PAGE EXCERPT:
As I mentioned in my first post in this series, the central purpose of Data Science is to find patterns in data and use these patterns to make useful predictions about the future. It’s this predictive part of Data Science which gives the discipline its mystique; even though Data Scientists actually only spend a relatively small fraction of their time on this area compared to the more workaday activities of loading, cleaning and understanding the data, it’s the step of building predictive models which unlocks the value hidden within the data.
What is a predictive model?
Previously, I talked about the old piece of weather lore that is used to predict whether the weather will be fine the next day:
Red sky at night, shepherd’s delight;
Red sky in the morning, shepherd’s warning.
This saying is in fact a predictive model. Let’s break it down.
A model is any simplified descriptive representation of reality. In this case the model is very simple, with just two attributes: Sky color and time of day. This model is then used to make a prediction: It says that if it is evening and the sky is red, then the next day the weather will be fine. It also says that if it is morning and the sky is red, then the weather that day will not be fine (as it happens, this prediction has some scientific basis).
Now imagine that you have a dataset which contains several sky color observations at different times of day:
Given the model rules we just discussed above, we can write a bit of mathematical code (a function) that applies those rules to the values (known as features) in each row and come up with a weather prediction for that row. Assuming that “morning” is any time between 6am and noon, and “night” is a time between 6pm and midnight, the predictions are:
If the ‘red sky at night…’ rhyme were indeed a foolproof way of predicting the next day’s weather (which it’s not – it has nothing to say if the sky is not red), then our job would be done – we could just feed any future sky color observations into our little function and out will pop the weather forecast. But in practice, things are not that simple – we don’t know exactly what the rules are to predict the weather, and must work them out.

ASSIGNED TASK:
Rewrite the part of the post on predictive models that opens with "As I mentioned" and closes with "morning, shepherd’s warning.", putting "sailor’s" wherever "shepherd’s" appears.

Stored data:
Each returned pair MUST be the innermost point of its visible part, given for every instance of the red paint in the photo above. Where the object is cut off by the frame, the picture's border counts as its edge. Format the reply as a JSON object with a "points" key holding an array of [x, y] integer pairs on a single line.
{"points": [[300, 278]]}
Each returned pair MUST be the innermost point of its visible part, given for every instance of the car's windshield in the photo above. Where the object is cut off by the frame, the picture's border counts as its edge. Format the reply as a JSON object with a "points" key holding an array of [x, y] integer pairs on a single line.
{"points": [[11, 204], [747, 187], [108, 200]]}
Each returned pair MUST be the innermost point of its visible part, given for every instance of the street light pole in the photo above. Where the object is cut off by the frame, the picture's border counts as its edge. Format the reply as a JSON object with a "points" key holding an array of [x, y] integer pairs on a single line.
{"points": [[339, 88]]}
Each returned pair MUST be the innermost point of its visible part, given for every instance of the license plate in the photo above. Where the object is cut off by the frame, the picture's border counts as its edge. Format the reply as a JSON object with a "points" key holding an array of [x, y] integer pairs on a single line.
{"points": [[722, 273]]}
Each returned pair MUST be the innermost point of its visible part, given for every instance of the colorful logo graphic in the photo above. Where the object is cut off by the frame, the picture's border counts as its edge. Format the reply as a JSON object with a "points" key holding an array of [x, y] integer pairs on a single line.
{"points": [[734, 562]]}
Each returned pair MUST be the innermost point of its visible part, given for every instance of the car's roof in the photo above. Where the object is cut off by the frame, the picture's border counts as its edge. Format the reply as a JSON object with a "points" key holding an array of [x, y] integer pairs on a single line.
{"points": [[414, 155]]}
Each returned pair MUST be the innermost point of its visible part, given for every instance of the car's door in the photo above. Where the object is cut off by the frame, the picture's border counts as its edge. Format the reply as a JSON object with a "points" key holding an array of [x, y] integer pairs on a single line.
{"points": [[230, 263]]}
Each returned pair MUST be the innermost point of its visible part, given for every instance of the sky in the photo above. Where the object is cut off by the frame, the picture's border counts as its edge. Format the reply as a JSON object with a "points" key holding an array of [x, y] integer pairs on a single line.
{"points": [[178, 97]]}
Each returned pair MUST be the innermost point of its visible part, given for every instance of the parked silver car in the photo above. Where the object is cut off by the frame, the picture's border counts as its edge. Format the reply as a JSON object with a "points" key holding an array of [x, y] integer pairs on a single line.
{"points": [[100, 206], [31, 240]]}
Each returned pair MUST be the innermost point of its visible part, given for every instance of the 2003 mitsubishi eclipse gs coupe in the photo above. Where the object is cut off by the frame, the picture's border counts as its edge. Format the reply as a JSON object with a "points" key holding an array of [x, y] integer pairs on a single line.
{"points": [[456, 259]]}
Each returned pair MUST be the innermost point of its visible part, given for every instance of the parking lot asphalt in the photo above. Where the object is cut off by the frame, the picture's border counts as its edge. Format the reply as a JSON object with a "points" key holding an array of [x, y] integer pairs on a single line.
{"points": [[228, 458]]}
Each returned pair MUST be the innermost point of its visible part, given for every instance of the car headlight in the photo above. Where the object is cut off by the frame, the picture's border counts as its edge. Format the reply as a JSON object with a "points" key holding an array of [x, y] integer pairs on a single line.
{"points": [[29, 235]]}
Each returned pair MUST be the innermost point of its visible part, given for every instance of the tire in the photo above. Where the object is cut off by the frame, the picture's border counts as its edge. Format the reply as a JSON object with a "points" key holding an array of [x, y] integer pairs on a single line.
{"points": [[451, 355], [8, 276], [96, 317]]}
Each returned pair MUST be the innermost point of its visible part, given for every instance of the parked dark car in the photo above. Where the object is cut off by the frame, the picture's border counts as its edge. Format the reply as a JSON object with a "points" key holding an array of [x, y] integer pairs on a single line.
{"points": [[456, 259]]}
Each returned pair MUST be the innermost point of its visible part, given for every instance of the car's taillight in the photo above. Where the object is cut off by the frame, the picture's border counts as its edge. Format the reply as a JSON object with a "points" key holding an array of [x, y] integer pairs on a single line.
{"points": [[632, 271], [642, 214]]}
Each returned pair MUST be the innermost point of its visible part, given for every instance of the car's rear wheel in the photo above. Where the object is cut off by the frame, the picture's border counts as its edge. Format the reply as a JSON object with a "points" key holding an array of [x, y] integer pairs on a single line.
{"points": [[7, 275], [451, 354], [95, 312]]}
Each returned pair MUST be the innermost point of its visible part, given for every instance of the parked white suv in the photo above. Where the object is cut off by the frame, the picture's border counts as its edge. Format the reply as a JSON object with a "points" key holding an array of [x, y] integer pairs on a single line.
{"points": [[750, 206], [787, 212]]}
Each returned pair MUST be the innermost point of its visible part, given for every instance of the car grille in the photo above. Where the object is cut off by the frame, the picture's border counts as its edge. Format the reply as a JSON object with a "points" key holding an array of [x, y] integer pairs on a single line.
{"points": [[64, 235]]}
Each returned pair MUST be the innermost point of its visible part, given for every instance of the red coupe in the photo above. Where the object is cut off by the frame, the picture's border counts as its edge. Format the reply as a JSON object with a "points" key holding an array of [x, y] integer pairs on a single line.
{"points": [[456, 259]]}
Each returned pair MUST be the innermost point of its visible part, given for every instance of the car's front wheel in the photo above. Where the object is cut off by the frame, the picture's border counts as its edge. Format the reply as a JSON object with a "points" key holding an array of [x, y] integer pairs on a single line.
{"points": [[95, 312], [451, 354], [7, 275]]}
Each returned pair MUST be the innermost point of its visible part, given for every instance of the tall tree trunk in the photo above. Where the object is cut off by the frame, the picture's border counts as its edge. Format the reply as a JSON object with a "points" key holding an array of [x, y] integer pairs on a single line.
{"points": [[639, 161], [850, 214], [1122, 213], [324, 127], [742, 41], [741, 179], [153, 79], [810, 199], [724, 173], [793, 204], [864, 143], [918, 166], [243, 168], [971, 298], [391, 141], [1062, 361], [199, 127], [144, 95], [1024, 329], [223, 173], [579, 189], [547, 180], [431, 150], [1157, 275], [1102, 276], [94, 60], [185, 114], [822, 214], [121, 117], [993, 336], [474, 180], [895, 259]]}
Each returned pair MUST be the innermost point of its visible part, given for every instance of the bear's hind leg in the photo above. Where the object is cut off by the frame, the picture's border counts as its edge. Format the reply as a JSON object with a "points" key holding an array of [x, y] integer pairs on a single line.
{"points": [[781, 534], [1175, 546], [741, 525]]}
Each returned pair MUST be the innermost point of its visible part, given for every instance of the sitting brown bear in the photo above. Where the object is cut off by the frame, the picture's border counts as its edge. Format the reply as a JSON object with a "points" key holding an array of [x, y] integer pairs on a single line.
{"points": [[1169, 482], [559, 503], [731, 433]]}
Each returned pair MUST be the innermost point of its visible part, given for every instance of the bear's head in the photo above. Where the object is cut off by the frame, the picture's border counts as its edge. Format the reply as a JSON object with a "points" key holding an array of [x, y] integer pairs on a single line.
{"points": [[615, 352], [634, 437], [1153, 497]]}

FINAL ANSWER:
As I mentioned in my first post in this series, the central purpose of Data Science is to find patterns in data and use these patterns to make useful predictions about the future. It’s this predictive part of Data Science which gives the discipline its mystique; even though Data Scientists actually only spend a relatively small fraction of their time on this area compared to the more workaday activities of loading, cleaning and understanding the data, it’s the step of building predictive models which unlocks the value hidden within the data.
What is a predictive model?
Previously, I talked about the old piece of weather lore that is used to predict whether the weather will be fine the next day:
Red sky at night, sailor’s delight;
Red sky in the morning, sailor’s warning.